(Given request):
Rewrite the part of the items that opens with the line containing "Can you find the white planter" and closes with the line containing "pixel 13 155", both ends included, as a numbered list with blank lines left out.

(Supplied material):

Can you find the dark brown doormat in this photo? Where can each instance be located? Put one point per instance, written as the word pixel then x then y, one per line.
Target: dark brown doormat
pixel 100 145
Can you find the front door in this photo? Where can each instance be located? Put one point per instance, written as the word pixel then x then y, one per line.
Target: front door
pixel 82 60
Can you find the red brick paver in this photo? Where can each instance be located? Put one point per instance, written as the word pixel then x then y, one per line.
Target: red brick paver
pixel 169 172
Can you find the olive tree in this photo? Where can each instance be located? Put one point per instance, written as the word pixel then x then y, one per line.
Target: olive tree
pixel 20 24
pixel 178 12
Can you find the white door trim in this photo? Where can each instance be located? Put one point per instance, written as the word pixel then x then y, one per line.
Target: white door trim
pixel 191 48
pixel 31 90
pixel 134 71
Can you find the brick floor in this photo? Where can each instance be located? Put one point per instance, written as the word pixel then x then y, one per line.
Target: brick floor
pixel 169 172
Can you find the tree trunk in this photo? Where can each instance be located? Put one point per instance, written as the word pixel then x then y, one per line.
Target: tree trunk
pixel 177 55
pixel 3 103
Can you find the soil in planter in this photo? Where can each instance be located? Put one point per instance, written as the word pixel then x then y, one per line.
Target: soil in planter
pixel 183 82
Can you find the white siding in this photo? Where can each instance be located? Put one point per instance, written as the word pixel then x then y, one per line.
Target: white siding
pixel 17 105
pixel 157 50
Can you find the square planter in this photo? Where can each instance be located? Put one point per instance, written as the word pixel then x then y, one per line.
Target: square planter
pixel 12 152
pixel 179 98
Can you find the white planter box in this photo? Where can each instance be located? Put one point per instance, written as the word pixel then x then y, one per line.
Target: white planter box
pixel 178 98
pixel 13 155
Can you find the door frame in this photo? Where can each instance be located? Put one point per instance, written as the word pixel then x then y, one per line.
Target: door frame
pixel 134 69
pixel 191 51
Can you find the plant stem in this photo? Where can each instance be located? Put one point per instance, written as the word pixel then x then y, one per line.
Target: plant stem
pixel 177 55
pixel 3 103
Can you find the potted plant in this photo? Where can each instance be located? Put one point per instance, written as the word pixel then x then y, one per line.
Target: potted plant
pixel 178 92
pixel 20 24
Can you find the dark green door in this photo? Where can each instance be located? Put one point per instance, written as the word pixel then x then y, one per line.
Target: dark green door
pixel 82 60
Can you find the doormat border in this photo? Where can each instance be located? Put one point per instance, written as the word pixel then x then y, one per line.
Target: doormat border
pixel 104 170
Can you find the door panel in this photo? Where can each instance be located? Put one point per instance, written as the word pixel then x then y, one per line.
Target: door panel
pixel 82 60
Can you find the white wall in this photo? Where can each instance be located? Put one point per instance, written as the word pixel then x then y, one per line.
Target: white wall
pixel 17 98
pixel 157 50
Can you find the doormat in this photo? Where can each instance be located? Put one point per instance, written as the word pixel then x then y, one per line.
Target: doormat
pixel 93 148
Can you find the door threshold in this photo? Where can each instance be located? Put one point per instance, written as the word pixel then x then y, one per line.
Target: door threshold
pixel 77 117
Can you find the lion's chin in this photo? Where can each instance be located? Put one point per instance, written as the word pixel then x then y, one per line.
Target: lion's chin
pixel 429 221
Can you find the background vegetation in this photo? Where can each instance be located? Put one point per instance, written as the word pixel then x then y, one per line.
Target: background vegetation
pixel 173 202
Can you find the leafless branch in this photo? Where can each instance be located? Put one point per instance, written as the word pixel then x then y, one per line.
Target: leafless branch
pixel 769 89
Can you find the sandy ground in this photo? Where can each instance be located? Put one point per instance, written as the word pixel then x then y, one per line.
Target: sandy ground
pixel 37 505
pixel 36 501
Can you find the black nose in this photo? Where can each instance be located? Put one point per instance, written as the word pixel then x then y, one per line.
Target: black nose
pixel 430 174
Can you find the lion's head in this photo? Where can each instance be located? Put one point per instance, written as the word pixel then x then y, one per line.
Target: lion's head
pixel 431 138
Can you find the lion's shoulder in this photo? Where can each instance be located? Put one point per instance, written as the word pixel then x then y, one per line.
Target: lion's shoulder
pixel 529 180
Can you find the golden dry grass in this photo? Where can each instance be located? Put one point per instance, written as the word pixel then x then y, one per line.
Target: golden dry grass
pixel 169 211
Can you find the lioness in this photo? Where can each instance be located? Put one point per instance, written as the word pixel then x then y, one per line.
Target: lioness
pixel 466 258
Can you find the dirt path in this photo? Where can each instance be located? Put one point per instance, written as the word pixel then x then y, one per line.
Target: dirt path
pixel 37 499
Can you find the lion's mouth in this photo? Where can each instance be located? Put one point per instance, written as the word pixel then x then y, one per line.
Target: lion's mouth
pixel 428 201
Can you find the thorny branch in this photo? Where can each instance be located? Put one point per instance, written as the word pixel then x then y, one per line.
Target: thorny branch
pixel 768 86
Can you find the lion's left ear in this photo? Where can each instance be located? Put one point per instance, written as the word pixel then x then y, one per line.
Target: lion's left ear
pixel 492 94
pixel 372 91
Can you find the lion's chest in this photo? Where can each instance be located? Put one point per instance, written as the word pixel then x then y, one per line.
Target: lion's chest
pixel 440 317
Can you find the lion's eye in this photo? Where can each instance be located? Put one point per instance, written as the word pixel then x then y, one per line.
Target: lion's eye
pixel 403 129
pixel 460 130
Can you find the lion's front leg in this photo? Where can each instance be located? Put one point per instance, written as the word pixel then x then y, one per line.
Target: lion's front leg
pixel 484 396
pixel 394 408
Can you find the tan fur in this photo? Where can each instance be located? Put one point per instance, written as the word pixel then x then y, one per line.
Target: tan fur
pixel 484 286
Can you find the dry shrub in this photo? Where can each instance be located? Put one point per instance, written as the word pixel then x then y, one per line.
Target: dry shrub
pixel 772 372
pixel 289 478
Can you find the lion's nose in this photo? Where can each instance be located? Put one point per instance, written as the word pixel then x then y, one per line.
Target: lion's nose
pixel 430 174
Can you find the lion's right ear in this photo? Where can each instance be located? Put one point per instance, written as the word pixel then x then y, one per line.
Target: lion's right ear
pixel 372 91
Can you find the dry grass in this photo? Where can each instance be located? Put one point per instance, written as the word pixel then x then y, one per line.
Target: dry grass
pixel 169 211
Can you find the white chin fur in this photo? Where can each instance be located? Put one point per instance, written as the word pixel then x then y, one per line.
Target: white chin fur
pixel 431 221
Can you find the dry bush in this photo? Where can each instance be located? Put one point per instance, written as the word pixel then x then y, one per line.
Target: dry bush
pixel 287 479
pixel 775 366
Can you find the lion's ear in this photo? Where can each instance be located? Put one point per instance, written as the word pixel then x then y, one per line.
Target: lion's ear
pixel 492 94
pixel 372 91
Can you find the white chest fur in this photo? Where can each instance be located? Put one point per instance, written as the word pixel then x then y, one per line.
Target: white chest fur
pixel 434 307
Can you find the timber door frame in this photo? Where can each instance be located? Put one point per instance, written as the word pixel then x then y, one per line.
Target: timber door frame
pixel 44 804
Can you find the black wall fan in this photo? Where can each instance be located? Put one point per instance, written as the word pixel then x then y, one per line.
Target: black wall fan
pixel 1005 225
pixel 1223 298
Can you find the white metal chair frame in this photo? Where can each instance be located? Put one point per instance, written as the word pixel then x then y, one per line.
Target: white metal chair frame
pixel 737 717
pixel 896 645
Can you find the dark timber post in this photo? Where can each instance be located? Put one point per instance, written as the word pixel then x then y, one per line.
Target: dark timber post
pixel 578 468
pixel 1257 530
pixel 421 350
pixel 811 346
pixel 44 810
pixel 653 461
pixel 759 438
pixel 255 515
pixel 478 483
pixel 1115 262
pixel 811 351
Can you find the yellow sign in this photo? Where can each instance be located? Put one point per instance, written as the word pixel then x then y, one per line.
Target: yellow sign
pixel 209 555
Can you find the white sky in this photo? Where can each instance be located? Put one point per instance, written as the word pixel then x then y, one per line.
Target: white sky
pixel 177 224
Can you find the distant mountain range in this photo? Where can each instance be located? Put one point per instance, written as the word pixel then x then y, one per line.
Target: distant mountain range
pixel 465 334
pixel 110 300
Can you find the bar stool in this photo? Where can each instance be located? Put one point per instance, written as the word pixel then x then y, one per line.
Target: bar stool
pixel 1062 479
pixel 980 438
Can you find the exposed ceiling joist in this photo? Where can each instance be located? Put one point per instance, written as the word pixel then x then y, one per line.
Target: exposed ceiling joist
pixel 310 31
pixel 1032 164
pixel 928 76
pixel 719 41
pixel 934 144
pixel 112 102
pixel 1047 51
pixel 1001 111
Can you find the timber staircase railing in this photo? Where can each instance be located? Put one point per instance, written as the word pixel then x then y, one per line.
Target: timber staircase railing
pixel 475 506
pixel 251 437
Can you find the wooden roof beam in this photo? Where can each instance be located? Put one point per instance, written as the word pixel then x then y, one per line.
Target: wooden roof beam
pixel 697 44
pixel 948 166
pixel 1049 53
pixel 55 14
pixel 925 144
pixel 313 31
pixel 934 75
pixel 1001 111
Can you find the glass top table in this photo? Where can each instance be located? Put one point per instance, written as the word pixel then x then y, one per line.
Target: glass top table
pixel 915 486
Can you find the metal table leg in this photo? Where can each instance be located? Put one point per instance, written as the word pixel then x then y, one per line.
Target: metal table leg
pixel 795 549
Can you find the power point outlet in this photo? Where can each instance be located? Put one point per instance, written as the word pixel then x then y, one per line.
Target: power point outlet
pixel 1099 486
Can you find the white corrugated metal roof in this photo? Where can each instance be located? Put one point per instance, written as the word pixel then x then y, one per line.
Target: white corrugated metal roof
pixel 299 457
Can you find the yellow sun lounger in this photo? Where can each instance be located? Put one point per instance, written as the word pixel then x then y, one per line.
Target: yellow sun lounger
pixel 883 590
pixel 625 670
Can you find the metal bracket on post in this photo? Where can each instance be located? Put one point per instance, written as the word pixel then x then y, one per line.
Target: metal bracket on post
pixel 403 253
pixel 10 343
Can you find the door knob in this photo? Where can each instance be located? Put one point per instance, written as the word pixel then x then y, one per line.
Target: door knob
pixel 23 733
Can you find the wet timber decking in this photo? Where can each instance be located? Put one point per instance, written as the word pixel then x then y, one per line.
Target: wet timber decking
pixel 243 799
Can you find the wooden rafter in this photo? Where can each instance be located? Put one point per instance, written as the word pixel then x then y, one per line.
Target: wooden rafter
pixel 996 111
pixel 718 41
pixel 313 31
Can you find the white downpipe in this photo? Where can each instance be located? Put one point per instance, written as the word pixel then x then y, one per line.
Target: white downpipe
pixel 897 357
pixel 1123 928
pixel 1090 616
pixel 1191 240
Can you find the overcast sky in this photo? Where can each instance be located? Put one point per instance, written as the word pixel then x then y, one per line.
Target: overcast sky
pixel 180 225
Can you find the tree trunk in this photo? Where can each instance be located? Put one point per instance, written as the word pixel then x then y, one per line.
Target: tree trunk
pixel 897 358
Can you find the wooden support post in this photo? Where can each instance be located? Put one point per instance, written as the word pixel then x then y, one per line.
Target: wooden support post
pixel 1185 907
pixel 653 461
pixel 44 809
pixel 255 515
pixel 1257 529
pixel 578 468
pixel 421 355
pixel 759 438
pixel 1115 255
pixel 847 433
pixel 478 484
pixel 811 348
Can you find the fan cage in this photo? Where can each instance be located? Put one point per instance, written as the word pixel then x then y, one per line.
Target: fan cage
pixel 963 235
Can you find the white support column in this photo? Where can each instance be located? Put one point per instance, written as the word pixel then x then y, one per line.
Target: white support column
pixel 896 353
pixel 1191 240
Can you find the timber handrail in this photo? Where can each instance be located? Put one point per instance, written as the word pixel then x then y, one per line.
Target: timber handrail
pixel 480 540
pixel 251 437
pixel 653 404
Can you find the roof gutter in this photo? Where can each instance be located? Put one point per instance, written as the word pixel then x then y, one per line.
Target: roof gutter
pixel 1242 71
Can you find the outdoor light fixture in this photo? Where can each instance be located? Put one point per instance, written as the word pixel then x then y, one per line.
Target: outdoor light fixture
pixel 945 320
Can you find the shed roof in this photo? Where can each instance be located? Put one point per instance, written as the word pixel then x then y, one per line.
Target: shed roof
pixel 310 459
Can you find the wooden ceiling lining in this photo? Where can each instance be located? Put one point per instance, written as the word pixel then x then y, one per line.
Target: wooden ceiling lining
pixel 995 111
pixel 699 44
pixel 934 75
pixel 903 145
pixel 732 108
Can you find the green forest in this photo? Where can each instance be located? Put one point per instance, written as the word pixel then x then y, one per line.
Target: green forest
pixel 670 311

(Full answer):
1. Can you find the white planter box in this photo? Where can each instance be located? Put one point per instance, written as the word pixel then x then y, one per line.
2. Target: white planter box
3. pixel 178 98
4. pixel 13 155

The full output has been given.